Short problem 1 –
Copy the part of the quarterly financial report excerpt that opens with the words containing "In the 2022" and closes with "statements contained herein.".
Short problem 2 –
Write the next portion of the quarterly financial report excerpt, beginning after its final sentence.

Excerpt to read –
Financing Activities

 

In the 2022 Period, cash used in financing activities of $150,000 consisted of principal payments on the promissory note held by Forward China.

 

In the 2021 Period, cash used in financing activities of $921,000 consisted of net repayments of the line of credit of $1,000,000, repayments of notes payable and finance leases of $155,000, partially offset by proceeds from stock options exercised of $234,000. 

 

Related Party Transactions

 

For information on related party transactions and their financial impact, see Note 8 to the unaudited condensed consolidated financial statements contained herein.

 

 

 

 

 

 

 

 

 

 

 

 

 

 

 

 

 

 

 

 26 

 


ITEM 3.          QUANTITATIVE AND QUALITATIVE DISCLOSURES ABOUT MARKET RISK

 

Not applicable.

 

ITEM 4.          CONTROLS AND PROCEDURES

 

Evaluation of Disclosure Controls and Procedures. Our management carried out an evaluation, with the participation of our Principal Executive Officer and Principal Financial Officer, required by Rule 13a-15 and Rule 15d-15 of the Securities Exchange Act of 1934 (the “Exchange Act”) of the effectiveness of our disclosure controls and procedures as defined in Rule 13a-15(e) and Rule 15d-15(e) under the Exchange Act. Based on their evaluation, our management has concluded that our disclosure controls and procedures are effective as of the end of the period covered by this report to ensure that information required to be disclosed by us in the reports that we file or submit under the Exchange Act is recorded, processed, summarized and reported within the time periods specified in the SEC’s rules and forms and is accumulated and communicated to our management, including our Principal Executive Officer and Principal Financial Officer, as appropriate to allow timely decisions regarding required disclosure.

 

Changes in Internal Control Over Financial Reporting. There were no changes in our internal control over financial reporting as defined in Rule 13a-15(f) and Rule 15d-15(f) under the Exchange Act that occurred during the period covered by this report that have materially affected, or are reasonably likely to materially affect, our internal control over financial reporting.

 

Limitations of the Effectiveness of Controls and Procedures. A control system, no matter how well conceived and operated, can provide only reasonable, not absolute, assurance that the objectives of the control system are met. Because of the inherent limitations of any control system, no evaluation of controls can provide absolute assurance that all control issues, if any, within a company have been detected.

 

 

 

 

 

 

 

 

 

 

 

 

 27 

 

 

PART II.     OTHER INFORMATION

 

ITEM 1.LEGAL PROCEEDINGS

 

From time to time, the Company may become a party to legal actions or proceedings in the ordinary course of its business. At June 30, 2022, there were no such actions or proceedings, either individually or in the aggregate, that, if decided adversely to the Company’s interests, the Company believes would be material to its operation or cash flow.

Recorded information –
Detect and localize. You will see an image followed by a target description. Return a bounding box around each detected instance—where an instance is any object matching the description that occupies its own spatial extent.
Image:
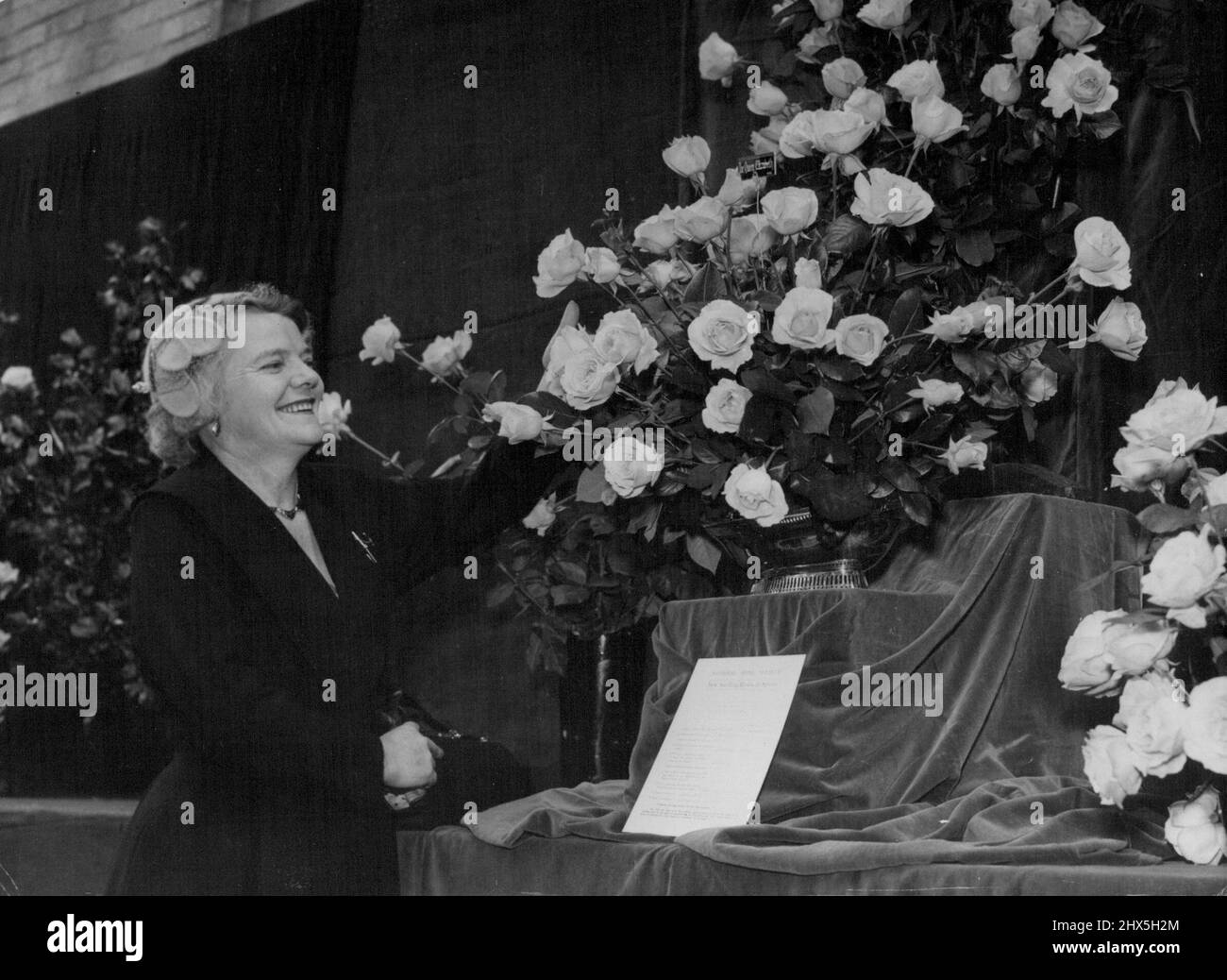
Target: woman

Written answer 1 –
In the 2022 Period, cash used in financing activities of $150,000 consisted of principal payments on the promissory note held by Forward China.

 

In the 2021 Period, cash used in financing activities of $921,000 consisted of net repayments of the line of credit of $1,000,000, repayments of notes payable and finance leases of $155,000, partially offset by proceeds from stock options exercised of $234,000. 

 

Related Party Transactions

 

For information on related party transactions and their financial impact, see Note 8 to the unaudited condensed consolidated financial statements contained herein.

Written answer 2 –
 

ITEM 1A.RISK FACTORS

 

While we attempt to identify, manage, and mitigate risks and uncertainties associated with our business to the extent practical under the circumstances, some level of risk and uncertainty will always be present. Item 1A - “Risk Factors” in the Form 10-K for the fiscal year ended September 30, 2021 describes some of the risks and uncertainties associated with our business, which we strongly encourage you to review. These risks and uncertainties have the potential to materially affect our business, financial condition, results of operations, cash flows, projected results, and future prospects. There have been no material changes in our risk factors from those disclosed in the Form 10-K for the fiscal year ended September 30, 2021.

 

ITEM 2.UNREGISTERED SALES OF EQUITY SECURITIES AND USE OF PROCEEDS

 

There were no unregistered sales of the Company’s equity securities during the three months ended June 30, 2022, that were not previously disclosed in a Current Report on Form 8-K.

 

ITEM 3.DEFAULTS UPON SENIOR SECURITIES

 

None.

 

ITEM 4.MINE SAFETY DISCLOSURES

 

Not Applicable.

 

ITEM 5.OTHER INFORMATION

 

On June 27, 2022, the Company and Forward China agreed to extend the maturity date of the FC Note to December 31, 2023. As disclosed elsewhere in this report, Forward China is our largest vendor and an entity owned by our Chairman of the Board and Chief Executive Officer.

 

ITEM 6.EXHIBITS

 

The exhibits listed in the accompanying “Index to Exhibits” are filed or incorporated by reference as part of this Form 10-Q.

 

 

 

 28 

 

 

Signatures

 

Pursuant to the requirements of the Securities Exchange Act of 1934, as amended, the registrant has duly caused this report to be signed on its behalf by the undersigned, hereunto duly authorized.

 

Dated:  August 10, 2022

 

FORWARD INDUSTRIES, INC.
 
 

By:  /s/ Terence Wise

Terence Wise

Chief Executive Officer

(Principal Executive Officer)

 

 

By:  /s/Anthony Camarda

Anthony Camarda

Chief Financial Officer

(Principal Financial and Accounting Officer)

 

 

 

 

 

 

 

 

 

 

 

 

 

 

 29 

 

 

EXHIBIT INDEX

 

      Incorporated by
Reference
 
Exhibit
No.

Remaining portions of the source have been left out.